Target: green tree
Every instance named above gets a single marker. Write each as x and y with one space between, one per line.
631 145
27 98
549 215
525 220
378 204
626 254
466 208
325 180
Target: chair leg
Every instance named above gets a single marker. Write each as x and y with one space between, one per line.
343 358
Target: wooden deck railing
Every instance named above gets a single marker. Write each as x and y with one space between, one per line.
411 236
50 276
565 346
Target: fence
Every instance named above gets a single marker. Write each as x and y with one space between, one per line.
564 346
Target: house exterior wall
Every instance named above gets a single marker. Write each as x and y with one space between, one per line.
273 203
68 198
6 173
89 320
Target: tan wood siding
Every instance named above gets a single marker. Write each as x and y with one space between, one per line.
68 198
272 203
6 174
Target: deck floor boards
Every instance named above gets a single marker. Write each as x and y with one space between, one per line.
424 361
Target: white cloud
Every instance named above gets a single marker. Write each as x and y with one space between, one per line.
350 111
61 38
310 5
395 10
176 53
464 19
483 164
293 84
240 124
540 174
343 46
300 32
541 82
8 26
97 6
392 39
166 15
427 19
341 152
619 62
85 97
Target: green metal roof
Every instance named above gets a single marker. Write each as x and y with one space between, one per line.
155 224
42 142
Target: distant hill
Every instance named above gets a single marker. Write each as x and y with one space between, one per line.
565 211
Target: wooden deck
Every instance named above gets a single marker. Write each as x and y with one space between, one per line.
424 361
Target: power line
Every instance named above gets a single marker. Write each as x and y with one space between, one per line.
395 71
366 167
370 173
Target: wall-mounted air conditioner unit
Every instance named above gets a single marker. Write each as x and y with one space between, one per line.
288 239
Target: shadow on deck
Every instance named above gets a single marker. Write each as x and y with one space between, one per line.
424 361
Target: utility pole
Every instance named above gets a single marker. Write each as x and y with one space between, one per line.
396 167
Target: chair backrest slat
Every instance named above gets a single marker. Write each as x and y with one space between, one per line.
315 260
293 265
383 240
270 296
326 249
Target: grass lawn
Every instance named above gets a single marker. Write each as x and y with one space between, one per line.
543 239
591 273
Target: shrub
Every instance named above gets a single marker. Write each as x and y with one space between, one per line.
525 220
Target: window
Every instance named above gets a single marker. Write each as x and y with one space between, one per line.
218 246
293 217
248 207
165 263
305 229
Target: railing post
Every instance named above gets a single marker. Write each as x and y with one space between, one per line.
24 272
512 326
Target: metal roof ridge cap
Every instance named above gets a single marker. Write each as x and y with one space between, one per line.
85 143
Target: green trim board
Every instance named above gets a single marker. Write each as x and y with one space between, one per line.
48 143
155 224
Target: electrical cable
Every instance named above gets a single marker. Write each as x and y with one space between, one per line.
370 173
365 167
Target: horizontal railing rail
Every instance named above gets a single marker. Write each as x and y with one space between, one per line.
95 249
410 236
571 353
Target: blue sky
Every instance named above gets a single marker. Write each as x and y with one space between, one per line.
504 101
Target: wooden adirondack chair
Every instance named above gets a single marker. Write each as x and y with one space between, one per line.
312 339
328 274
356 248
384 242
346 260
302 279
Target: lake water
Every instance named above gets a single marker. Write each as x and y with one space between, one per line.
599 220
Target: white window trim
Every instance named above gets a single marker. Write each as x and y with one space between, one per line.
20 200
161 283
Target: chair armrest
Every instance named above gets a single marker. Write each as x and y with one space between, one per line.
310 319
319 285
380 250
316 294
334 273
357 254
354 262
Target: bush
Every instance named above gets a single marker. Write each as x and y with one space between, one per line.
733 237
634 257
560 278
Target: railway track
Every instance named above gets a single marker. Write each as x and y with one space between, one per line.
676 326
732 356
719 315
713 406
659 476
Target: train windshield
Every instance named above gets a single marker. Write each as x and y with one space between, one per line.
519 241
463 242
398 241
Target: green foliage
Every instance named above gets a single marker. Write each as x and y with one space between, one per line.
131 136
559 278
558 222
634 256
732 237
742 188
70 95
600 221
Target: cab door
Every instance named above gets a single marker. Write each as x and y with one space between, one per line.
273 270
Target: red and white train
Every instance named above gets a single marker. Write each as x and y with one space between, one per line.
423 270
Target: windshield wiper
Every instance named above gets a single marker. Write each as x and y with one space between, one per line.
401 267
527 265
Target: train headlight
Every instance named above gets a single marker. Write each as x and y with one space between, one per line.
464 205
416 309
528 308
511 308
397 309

##########

*Prompt:* Search the data above for the word "wall" and show every line that has it.

*Exercise answer:*
Target: house exterior wall
Target: wall-mounted air conditioner unit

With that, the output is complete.